## REQUIRED ACTION
Please retype the records below exactly, leaving out any pictures.

## INFORMATION
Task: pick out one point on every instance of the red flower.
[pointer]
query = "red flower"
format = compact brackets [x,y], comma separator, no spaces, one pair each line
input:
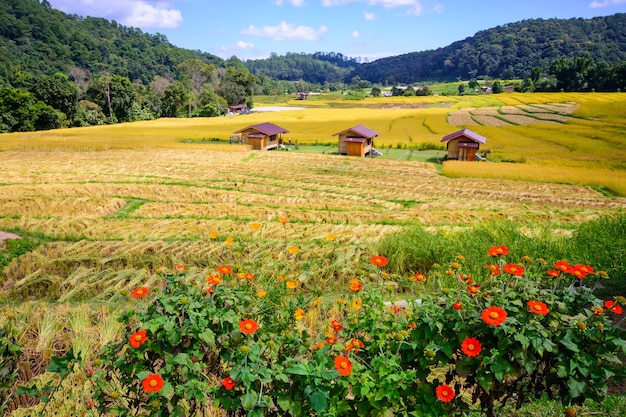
[553,272]
[419,277]
[379,261]
[248,326]
[613,307]
[498,250]
[152,383]
[138,338]
[140,292]
[471,346]
[343,365]
[355,285]
[564,266]
[224,270]
[336,325]
[228,383]
[494,316]
[445,393]
[538,307]
[514,269]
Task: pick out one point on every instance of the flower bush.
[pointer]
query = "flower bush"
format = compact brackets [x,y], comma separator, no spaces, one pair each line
[430,344]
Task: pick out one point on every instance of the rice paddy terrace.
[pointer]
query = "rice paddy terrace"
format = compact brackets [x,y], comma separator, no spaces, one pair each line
[113,217]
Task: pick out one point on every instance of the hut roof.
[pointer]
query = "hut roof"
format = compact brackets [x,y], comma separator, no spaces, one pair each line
[361,131]
[466,133]
[269,129]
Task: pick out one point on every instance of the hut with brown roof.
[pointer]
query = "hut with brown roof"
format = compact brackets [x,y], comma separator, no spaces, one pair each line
[356,141]
[463,145]
[264,136]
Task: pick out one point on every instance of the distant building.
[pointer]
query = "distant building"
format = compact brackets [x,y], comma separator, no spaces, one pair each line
[264,136]
[463,145]
[356,141]
[237,109]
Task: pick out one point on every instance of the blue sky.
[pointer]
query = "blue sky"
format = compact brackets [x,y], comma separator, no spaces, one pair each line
[369,29]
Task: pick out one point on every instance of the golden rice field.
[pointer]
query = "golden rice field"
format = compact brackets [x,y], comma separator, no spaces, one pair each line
[115,203]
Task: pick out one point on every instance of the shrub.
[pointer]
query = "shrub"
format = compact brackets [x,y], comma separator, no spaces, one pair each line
[250,344]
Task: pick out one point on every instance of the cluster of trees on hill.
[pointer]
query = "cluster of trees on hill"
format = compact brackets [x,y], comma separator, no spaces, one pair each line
[507,52]
[59,70]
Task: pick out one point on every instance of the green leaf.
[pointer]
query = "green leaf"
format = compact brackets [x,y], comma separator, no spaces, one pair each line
[319,402]
[298,369]
[249,399]
[576,388]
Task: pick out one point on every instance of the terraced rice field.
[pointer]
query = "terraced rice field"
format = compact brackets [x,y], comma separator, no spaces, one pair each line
[118,215]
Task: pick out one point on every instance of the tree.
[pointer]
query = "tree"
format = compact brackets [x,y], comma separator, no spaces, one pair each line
[176,100]
[57,91]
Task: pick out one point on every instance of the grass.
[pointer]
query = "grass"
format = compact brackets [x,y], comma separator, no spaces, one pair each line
[100,209]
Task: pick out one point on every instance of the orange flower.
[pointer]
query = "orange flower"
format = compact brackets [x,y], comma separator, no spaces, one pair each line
[513,269]
[473,289]
[445,393]
[354,345]
[498,250]
[564,266]
[355,285]
[419,277]
[343,365]
[494,316]
[471,346]
[152,383]
[214,279]
[248,326]
[613,307]
[379,261]
[140,292]
[228,383]
[538,307]
[336,326]
[138,338]
[224,270]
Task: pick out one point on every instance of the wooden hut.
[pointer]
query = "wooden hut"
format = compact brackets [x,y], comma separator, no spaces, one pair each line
[356,141]
[264,136]
[463,145]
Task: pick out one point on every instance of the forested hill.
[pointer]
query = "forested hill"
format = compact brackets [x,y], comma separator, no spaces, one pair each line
[506,52]
[36,39]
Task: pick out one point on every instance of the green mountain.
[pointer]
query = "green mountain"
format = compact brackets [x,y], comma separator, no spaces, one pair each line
[39,40]
[507,52]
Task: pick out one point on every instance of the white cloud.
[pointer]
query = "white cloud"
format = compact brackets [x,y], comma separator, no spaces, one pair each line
[605,3]
[295,3]
[286,32]
[244,46]
[409,6]
[138,13]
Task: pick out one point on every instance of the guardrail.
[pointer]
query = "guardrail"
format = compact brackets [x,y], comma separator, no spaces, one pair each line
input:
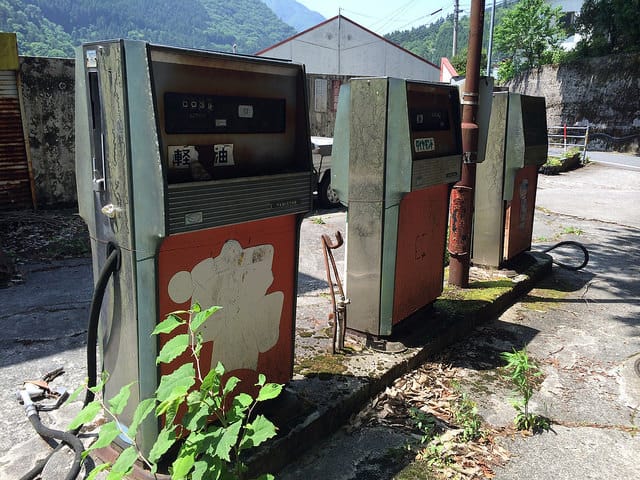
[564,137]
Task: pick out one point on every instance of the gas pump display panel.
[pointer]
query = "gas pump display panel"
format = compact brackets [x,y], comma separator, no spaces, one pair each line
[233,137]
[433,119]
[230,119]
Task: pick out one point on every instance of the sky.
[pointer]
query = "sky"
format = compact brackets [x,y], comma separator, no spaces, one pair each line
[383,17]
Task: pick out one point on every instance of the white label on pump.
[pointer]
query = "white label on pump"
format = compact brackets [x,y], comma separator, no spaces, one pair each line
[181,156]
[245,111]
[424,145]
[223,155]
[193,218]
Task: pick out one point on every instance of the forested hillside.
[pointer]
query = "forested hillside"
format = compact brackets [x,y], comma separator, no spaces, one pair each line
[48,28]
[435,41]
[294,14]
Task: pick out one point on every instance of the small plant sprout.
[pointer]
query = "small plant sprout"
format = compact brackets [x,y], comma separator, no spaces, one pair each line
[217,426]
[572,231]
[524,375]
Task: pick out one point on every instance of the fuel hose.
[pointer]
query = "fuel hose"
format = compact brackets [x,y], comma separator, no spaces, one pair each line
[70,438]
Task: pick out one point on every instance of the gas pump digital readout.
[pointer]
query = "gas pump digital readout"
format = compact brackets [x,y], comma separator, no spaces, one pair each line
[507,180]
[396,151]
[197,166]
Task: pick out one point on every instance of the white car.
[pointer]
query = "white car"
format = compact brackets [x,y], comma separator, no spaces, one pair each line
[321,150]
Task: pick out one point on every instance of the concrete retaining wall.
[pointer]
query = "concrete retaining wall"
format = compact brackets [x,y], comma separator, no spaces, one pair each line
[599,92]
[48,100]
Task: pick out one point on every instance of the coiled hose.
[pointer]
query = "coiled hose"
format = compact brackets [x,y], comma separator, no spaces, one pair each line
[573,244]
[70,438]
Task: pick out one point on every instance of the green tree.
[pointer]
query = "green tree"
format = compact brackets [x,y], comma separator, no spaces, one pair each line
[528,36]
[608,26]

## RESULT FOR THIS EXERCISE
Task: pick out one point on every instance of the red flower.
[pointer]
query = "red flower"
format = compact brackets [x,y], comma separator, no spaces, one pair each line
input:
[553,272]
[419,277]
[379,261]
[248,326]
[613,307]
[498,250]
[152,383]
[138,338]
[140,292]
[471,346]
[343,365]
[355,285]
[564,266]
[224,270]
[336,325]
[228,383]
[494,316]
[445,393]
[538,307]
[514,269]
Task: pick out one point on every instance of the flower bush.
[pointer]
query = "flower bush"
format = compact brackets [x,y], comma separator, no spaces, one pair each line
[430,344]
Task: pick out one point on every instance of the rice paddy terrace.
[pointer]
query = "rice paddy terrace"
format = compact brackets [x,y], comma separator, no spaces, one pair each line
[113,217]
Task: pick out one point on every instance of the hut roof.
[pointer]
query = "hut roof"
format = compact brackets [x,y], comma separator, no spaces, one pair each line
[361,131]
[466,133]
[269,129]
Task: pick out one point on every instance of the hut with brown roof.
[pointer]
query = "hut with brown roof"
format = compact brackets [x,y], comma separator, no spaces, one pair each line
[356,141]
[463,145]
[264,136]
Task: pick out one point on every instance of the distant building.
[pointer]
query = "distant building"
format = compact brackets [x,y], comma separator, no spaces, one pair each line
[264,136]
[463,145]
[356,141]
[237,109]
Task: pick out one point on every instance of the blue sky.
[pointer]
query = "blue sky"
format = compact brackets [x,y], comma separator, no spaces, one pair each line
[369,29]
Task: pick out one point on every instance of the golden rice field.
[pointer]
query = "golden rice field"
format = compact brackets [x,y], comma separator, no spaces, one pair each line
[115,203]
Task: pick out one point on every instance of the shrub.
[pointer]
query = "shrub"
format = compact brackets [x,y], comma separator, no spaces, one pair each line
[250,344]
Task: pick out one point on every instance of the cluster of trees on hill.
[pointer]
query = "cluster of trees on hill"
format = compact brackets [x,y], comma separator, no spaces, one pair each line
[507,52]
[59,70]
Task: pick out one point on every instance of the green leaf.
[pointer]
query = "green leaf"
format = compact brackets [x,y], comma separator, no spaces, one pair each line
[319,402]
[298,369]
[249,399]
[576,388]
Task: pick out one point on every instance of the terraced rice field.
[pointer]
query = "terraced rice field"
format = compact brackets [x,y], comma separator, no spaces, one pair each line
[118,215]
Task: pick out one point on every instance of the tree.
[pointer]
query = "tree"
format = compact brackets [x,y], comma separator, no spaces, one pair each line
[176,100]
[57,91]
Task: pick out one point on every instance of the grass.
[pointer]
query = "grass"
format = compact brackets [x,y], comma separator, no spaces, one pair each line
[100,209]
Task: pick out one point on every instance of the orange flower.
[pointer]
query = "orange flower"
format = compact brackets [x,y], comma separator, no spaces, one pair each line
[513,269]
[473,289]
[445,393]
[354,345]
[498,250]
[564,266]
[355,285]
[419,277]
[343,365]
[494,316]
[471,346]
[152,383]
[214,279]
[248,326]
[613,307]
[379,261]
[140,292]
[228,383]
[538,307]
[336,326]
[138,338]
[224,270]
Task: pick out one point on every instance of the wooden hut.
[pointer]
query = "wooden hut"
format = compact brackets [x,y], comma separator, no spaces, one pair each line
[356,141]
[264,136]
[463,145]
Task: pick out one point on every instance of the forested hill.
[pointer]
query = "forested hill"
format = compact brackets [x,y], comma separator, no spaces, one pair each line
[506,52]
[36,39]
Task: pick out one point on every instance of the green mountain.
[pointer]
query = "green mountain"
format = compact brackets [x,y], comma separator, no spaces, one pair each line
[39,40]
[507,52]
Task: pick out one point on every instance of the white cloud.
[pointer]
query = "white cloud"
format = compact brackets [x,y], comma separator, no spaces, one pair each line
[605,3]
[295,3]
[286,32]
[244,46]
[409,6]
[138,13]
Task: pick out one point on every instance of the guardrail.
[pointer]
query = "guardrail"
format = compact brackets [x,y], comma separator, no spaces, one pair each line
input:
[564,137]
Task: pick out one point on every instance of the gas pump display panel.
[pointer]
query = "gas pump display panel"
format = compact brackets [x,y], comma separator, no spaces, one pair each line
[233,137]
[433,119]
[230,119]
Task: pick out one point on every instance of the sky.
[pointer]
query = "sky"
format = compact brackets [x,y], comma separator, no spaces, one pair each line
[383,17]
Task: pick out one point on every instance of the white label on pump.
[pointer]
query = "white label on pump"
format = compact brackets [x,y], comma separator, no spaces, one pair each line
[181,156]
[245,111]
[424,145]
[223,155]
[193,218]
Task: pick out one point on every instance of the forested hillside.
[pointer]
query = "forested hillside"
format = compact brackets [x,y], comma separator, no spaces, one pair each line
[48,28]
[435,41]
[294,14]
Task: pick out one point on every instance of the small plant sprout.
[pointer]
query = "small plant sprout"
format = compact brackets [x,y], comma separator, no spaces, one pair each line
[217,426]
[572,231]
[524,375]
Task: pick out one point on every instance of the fuel hose.
[pointer]
query = "fuel hose"
format = compact brackets [x,y], comma separator, no spaces, one pair each line
[70,438]
Task: pick out one point on every instance of the gas pump digital readout.
[pointer]
query = "gas pump digital readout"
format = compact brackets [x,y], comma separator, no spaces, one pair each line
[507,180]
[396,151]
[197,166]
Task: pick out one point on every instance of the white car.
[pointer]
query = "white car"
format = compact brackets [x,y], comma separator, no spaces, one pair each line
[321,150]
Task: pick out one point on every instance of the concrete retaining wall.
[pointer]
query = "concrete retaining wall"
format = compact brackets [x,y], comma separator, no spaces, one pair each line
[599,92]
[48,100]
Task: pick out one point on every instance of the coiled hose.
[pointer]
query = "coiled hose"
format = compact brackets [x,y], comma separator, no spaces, one pair each line
[573,244]
[70,438]
Task: pick out one point on every instance of the green tree.
[pointer]
query = "green tree"
format = compact brackets [x,y], comma separator, no spaces, one pair each line
[528,36]
[608,26]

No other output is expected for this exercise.